• **取り組む課題**:
1. 卒論テーマの文章から、「それを拝見した限りでは、確か」から「というのは学ぶものですから。」までのすべてを一字一句変えずに書き写す。
2. 下の卒論テーマの文章のうち、「それで思うことは」で始まる段落を、主な事実を残して短い箇条書きにまとめてください。

• **本文**:
茉奈 佳奈が大学の卒業論文のテーマを大募集!
現在大学3回生の茉奈 佳奈が、来年度に取り組む卒業論文のテーマを募集します。
http://livetalk.yahoo.co.jp/performer/228/

 リンク先の動画の20分過ぎから、数分間、応募によせられた卒論テーマに関して、彼女たちが答えている場面もあります。
 それを拝見した限りでは、確かに何も問題ないというか、むしろ彼女たちがきちんとメディア論を学んできたことが伺える内容でした。・・・偉そうですみません。実は私も社会学のメディア論専攻なので。

 それで思うことは、応募されて出てくるような話はやっぱり素人の考えることだなということです。身も蓋もないですが。いや、意味のないことじゃないんです。重要なテーマではあります。ただ、なにせご本人達も「もうやったんですよ」と言っていたように、人がぱっと考えつくようなことっていくらでも先行研究があるんです。研究者というのはいかに自分のオリジナルを切り開くかに生涯を捧げていますから、そんな人たちに門外漢がその場で立ち向かって、新しいテーマがすぐに出せるわけがない。むしろ、そのために学部で先行研究というのは学ぶものですから。

 そう、私もやはり大学は卒論を書く場であると思います。少なくとも、卒論を書くための力を養う場です。先行研究を学ぶことは、高校までの授業のようにただ知識を蓄えていくだけの作業ではありません。それをいかに乗り越えるかという、「敵を知る」作業なのです。

• **ポイント注釈データセットの記録**:
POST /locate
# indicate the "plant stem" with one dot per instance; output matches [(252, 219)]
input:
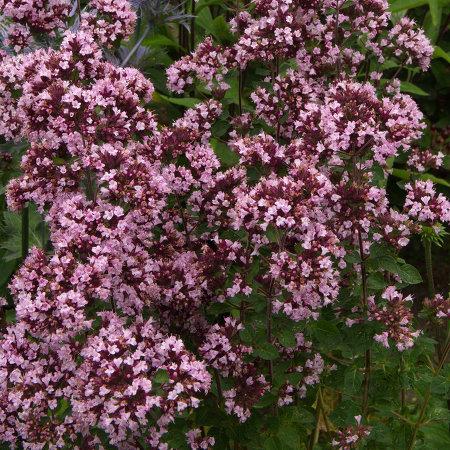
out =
[(269, 325), (135, 48), (192, 34), (79, 9), (25, 231), (367, 356), (427, 397), (429, 267), (219, 387)]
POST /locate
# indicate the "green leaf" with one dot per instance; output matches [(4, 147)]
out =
[(161, 376), (387, 263), (406, 86), (220, 30), (436, 11), (159, 40), (188, 102), (407, 175), (287, 338), (440, 53), (376, 281), (409, 274), (401, 5), (266, 351), (226, 156)]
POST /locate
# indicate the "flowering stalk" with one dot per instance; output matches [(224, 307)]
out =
[(25, 231), (429, 266), (367, 355), (427, 396)]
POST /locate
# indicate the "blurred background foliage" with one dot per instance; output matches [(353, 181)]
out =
[(169, 29)]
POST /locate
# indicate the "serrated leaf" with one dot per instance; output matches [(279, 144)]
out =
[(409, 274), (406, 86), (188, 102), (226, 156), (287, 338), (440, 53), (376, 281), (266, 351), (401, 5), (161, 376), (387, 263), (435, 11), (407, 175)]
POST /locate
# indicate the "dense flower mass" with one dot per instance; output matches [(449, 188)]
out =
[(185, 271)]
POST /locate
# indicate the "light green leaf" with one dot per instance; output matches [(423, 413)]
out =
[(409, 274), (436, 11), (226, 156), (439, 53), (406, 86), (159, 40), (407, 175), (266, 351), (188, 102), (161, 376), (401, 5)]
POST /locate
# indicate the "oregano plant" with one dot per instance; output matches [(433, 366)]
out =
[(236, 276)]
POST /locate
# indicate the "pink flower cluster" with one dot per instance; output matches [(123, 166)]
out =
[(151, 230), (351, 436), (30, 17), (396, 318), (109, 21), (424, 205), (439, 305)]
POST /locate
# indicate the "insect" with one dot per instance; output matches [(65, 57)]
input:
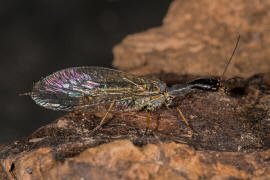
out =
[(99, 89)]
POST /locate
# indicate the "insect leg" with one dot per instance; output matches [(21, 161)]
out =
[(103, 119), (148, 121), (182, 116)]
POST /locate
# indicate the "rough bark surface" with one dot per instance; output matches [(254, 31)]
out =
[(228, 136), (197, 37)]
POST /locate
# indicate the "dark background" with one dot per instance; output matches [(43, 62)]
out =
[(41, 37)]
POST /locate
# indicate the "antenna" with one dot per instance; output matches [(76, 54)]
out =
[(228, 63)]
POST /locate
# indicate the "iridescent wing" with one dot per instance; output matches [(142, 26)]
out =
[(94, 88)]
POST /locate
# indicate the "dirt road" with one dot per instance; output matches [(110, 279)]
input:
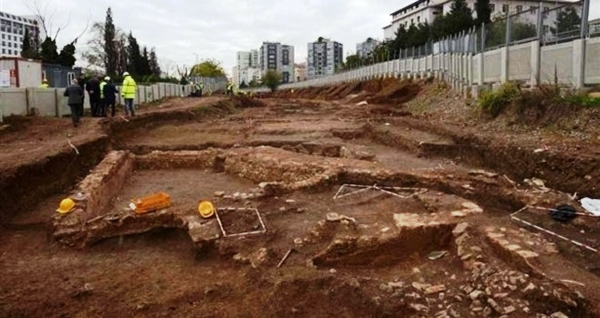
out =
[(432, 238)]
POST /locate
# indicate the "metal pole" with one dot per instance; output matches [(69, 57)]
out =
[(540, 27), (584, 18)]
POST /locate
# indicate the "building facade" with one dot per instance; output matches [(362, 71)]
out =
[(300, 72), (12, 31), (324, 56), (594, 26), (365, 48), (278, 57), (425, 11), (247, 68)]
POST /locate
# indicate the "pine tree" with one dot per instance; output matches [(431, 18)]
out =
[(134, 57), (110, 46), (67, 55), (28, 49), (484, 12), (154, 67), (145, 63)]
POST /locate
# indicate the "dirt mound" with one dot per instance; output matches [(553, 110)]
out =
[(244, 101), (321, 297), (397, 92)]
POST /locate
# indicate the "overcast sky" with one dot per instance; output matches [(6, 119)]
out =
[(182, 30)]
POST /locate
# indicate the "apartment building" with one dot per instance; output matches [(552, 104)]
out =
[(12, 30), (365, 48), (422, 11), (278, 57), (594, 26), (324, 56), (300, 72), (247, 67)]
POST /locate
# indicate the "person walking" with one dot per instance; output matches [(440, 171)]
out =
[(102, 99), (81, 83), (109, 91), (93, 89), (75, 101), (44, 84), (128, 93)]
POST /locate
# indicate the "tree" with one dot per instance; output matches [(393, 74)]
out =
[(208, 68), (353, 61), (272, 79), (484, 12), (49, 51), (67, 55), (110, 45), (460, 18), (145, 63), (496, 32), (154, 66), (135, 63), (28, 49), (567, 21)]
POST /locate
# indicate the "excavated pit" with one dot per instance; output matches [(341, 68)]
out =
[(344, 250)]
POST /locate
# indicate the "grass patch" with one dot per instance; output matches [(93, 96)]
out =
[(493, 103)]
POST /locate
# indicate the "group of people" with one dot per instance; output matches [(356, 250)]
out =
[(102, 95)]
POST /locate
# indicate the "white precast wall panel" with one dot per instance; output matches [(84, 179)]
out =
[(557, 60), (492, 64), (592, 61), (30, 73), (519, 63)]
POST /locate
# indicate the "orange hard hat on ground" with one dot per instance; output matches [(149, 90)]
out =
[(66, 206), (206, 209)]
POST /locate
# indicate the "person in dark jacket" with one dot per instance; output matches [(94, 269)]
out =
[(81, 83), (75, 101), (93, 89), (109, 90)]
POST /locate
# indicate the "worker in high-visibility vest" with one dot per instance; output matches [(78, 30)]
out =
[(128, 93)]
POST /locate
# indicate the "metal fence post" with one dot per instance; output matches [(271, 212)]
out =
[(584, 33), (540, 27)]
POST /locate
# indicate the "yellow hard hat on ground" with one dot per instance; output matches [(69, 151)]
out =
[(206, 209), (66, 205)]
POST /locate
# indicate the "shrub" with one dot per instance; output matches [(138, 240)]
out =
[(494, 102)]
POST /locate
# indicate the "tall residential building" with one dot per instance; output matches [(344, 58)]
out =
[(278, 57), (246, 69), (422, 11), (324, 56), (365, 48), (300, 72), (12, 30), (254, 59)]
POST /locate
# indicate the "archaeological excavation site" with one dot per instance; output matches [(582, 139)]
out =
[(383, 198)]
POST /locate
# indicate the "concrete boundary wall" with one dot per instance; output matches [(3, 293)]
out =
[(521, 62), (51, 102)]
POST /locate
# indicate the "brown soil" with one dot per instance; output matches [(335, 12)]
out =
[(361, 266)]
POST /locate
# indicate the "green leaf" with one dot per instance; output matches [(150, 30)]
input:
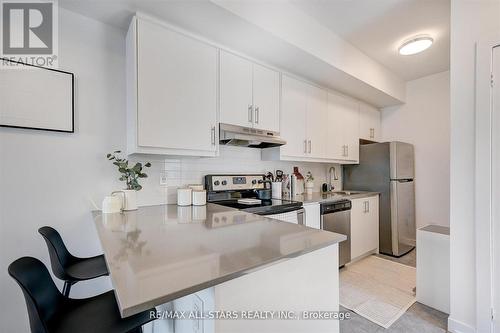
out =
[(137, 167)]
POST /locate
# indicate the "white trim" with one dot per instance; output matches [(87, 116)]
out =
[(455, 326), (483, 190)]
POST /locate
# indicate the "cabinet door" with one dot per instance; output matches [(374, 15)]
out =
[(357, 227), (369, 123), (177, 90), (235, 90), (341, 116), (351, 132), (293, 117), (316, 120), (312, 216), (373, 223), (266, 93), (364, 226)]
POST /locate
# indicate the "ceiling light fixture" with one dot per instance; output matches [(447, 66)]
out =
[(415, 45)]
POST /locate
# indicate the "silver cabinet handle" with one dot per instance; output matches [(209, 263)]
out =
[(250, 112), (213, 135)]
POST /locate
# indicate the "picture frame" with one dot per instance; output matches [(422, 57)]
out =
[(36, 98)]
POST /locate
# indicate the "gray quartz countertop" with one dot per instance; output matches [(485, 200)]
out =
[(318, 197), (159, 253)]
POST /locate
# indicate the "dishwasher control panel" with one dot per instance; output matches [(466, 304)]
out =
[(337, 206)]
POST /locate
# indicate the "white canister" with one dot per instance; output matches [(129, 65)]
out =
[(277, 189), (196, 187), (199, 198), (184, 196), (199, 213)]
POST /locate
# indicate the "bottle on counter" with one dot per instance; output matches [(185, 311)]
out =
[(297, 182)]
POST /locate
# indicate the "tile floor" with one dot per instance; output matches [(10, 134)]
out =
[(418, 319)]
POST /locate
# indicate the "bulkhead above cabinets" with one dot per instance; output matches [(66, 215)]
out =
[(180, 88)]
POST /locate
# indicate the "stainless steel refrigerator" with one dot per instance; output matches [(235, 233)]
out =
[(388, 168)]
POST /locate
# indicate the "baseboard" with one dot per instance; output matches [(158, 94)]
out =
[(455, 326)]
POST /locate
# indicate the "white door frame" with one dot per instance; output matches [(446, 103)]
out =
[(483, 189)]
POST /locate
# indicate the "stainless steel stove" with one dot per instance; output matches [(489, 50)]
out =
[(228, 190)]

• **解答**:
1.
それを拝見した限りでは、確かに何も問題ないというか、むしろ彼女たちがきちんとメディア論を学んできたことが伺える内容でした。・・・偉そうですみません。実は私も社会学のメディア論専攻なので。

 それで思うことは、応募されて出てくるような話はやっぱり素人の考えることだなということです。身も蓋もないですが。いや、意味のないことじゃないんです。重要なテーマではあります。ただ、なにせご本人達も「もうやったんですよ」と言っていたように、人がぱっと考えつくようなことっていくらでも先行研究があるんです。研究者というのはいかに自分のオリジナルを切り開くかに生涯を捧げていますから、そんな人たちに門外漢がその場で立ち向かって、新しいテーマがすぐに出せるわけがない。むしろ、そのために学部で先行研究というのは学ぶものですから。

2.
- 応募で出てくるような話は、やはり素人の考えることだと思う。
- 意味がないわけではなく、重要なテーマではある。
- ただ、本人達も「もうやったんですよ」と言っていたように、人がぱっと考えつくことには先行研究がいくらでもある。
- 研究者は自分のオリジナルを切り開くことに生涯を捧げており、門外漢がその場で新しいテーマをすぐに出せるわけがない。
- むしろ、そのために学部で先行研究を学ぶ。